Barely a month after the fateful tsunami plowed its way through the Southeast Asian region, I found myself thoughtfully contemplating the squalor of dive paraphernalia artfully strewn across the floor, while I ram and pummel my bags into submission.
Friends either pleaded with and badgered me not to go, or held on to their stomachs in bursts of great belly laughs; but I was resolute. Yes, it is my personal duty to ensure the economic survival of the beleaguered natives of the Andaman shoreline with my tourist currency…. and besides, I so totally have to try out my new fins!
I’m headed out for a three-day liveaboard departing from the little known province of Trang in South Thailand. Though just next to Krabi, this province had suffered a mere fraction of the devastation that had been wrecked on its neighbors. Not only was Trang situated further down south so as to have escaped the full fury of the tragic waves, it’s local geographical distinction of possessing a shallow sea helped to deflect the waves from their potential too. I might look it, but I generally try not to be that foolish!
Our journey this time would take us to highlights of the local sea, all quite magnificent on their own rights, but the real climax of the show, at least for me, would be when we move into the deeper waters bordering Krabi, where two unassuming pinnacles sit. Yes, ladies and gentlemen, I present to you: Hin Daeng and Hin Muang.

§ **Dataset content**
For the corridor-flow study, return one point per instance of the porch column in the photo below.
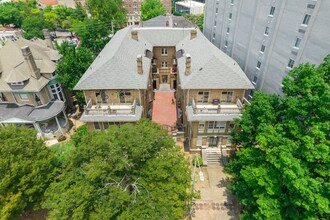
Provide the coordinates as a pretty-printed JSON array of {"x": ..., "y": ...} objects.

...

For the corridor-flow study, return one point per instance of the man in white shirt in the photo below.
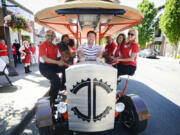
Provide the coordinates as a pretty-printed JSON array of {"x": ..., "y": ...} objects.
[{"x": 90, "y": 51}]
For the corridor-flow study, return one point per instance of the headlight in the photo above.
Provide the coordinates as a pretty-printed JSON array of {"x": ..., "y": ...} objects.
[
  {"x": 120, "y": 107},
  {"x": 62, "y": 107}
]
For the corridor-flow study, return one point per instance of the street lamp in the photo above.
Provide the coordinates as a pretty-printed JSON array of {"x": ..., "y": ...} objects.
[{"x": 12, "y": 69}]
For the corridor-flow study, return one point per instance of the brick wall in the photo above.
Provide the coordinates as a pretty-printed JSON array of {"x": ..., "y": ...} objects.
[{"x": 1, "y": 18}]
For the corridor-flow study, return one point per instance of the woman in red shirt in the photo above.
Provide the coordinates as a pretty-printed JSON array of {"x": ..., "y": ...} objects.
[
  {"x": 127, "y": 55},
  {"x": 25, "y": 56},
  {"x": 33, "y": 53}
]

§ **Exercise instructions**
- A) Please output the part of the dive trip text starting at "Barely a month" and ending at "my new fins!".
- B) Go on with the dive trip text from the point where it stops.
You won't need the records.

§ **Answers below**
- A)
Barely a month after the fateful tsunami plowed its way through the Southeast Asian region, I found myself thoughtfully contemplating the squalor of dive paraphernalia artfully strewn across the floor, while I ram and pummel my bags into submission.
Friends either pleaded with and badgered me not to go, or held on to their stomachs in bursts of great belly laughs; but I was resolute. Yes, it is my personal duty to ensure the economic survival of the beleaguered natives of the Andaman shoreline with my tourist currency…. and besides, I so totally have to try out my new fins!

- B)
These two stony protrusions, respectively translated as Red Rock and Purple Rock, surge their way from the sea floor over 40 meters below to break the surface of the sea with their craggy tips, the last lonely outpost for sea birds for several nautical miles.
Hin Daeng consists of 3 small rocks just breaking the surface. Underwater the reef features a dramatic drop-off as the wall reaches a depth of over 50 meters and is a favorites among divers due to its variety of marine life including manta rays.
Only a small distance away lies one of the most beautiful submerged.
reefs in the Kingdom, Hin Muang. This reef, the size of a football field, is completely covered with anemones and soft corals, and offers the same variety of marine life as Hin Daeng with the chance to see manta rays, gray reef sharks and leopard sharks along with a great range of tropical fish.
Hin Daeng and Hin Muang’s beautiful underwater landscapes, coupled with a wealth of marine life including, manta rays, gray reef sharks and whale sharks, offer some of the more spectacular diving in all of Thailand.
Spiraling Hin Deang, clouds of baby fish frantically flit and dart their way around us, determined to keep up with the rest of school despite our dastardly intrusion. Triggers dash from crevice to crevice, unexpectedly shy in our presence; butterflies dreamily pirouette and preen amongst the coral formations like debutantes preparing for their first ball. Minute shrimps scurry hysterically for their stony abodes while their larger neighbors hunch phlegmatically for photo sessions.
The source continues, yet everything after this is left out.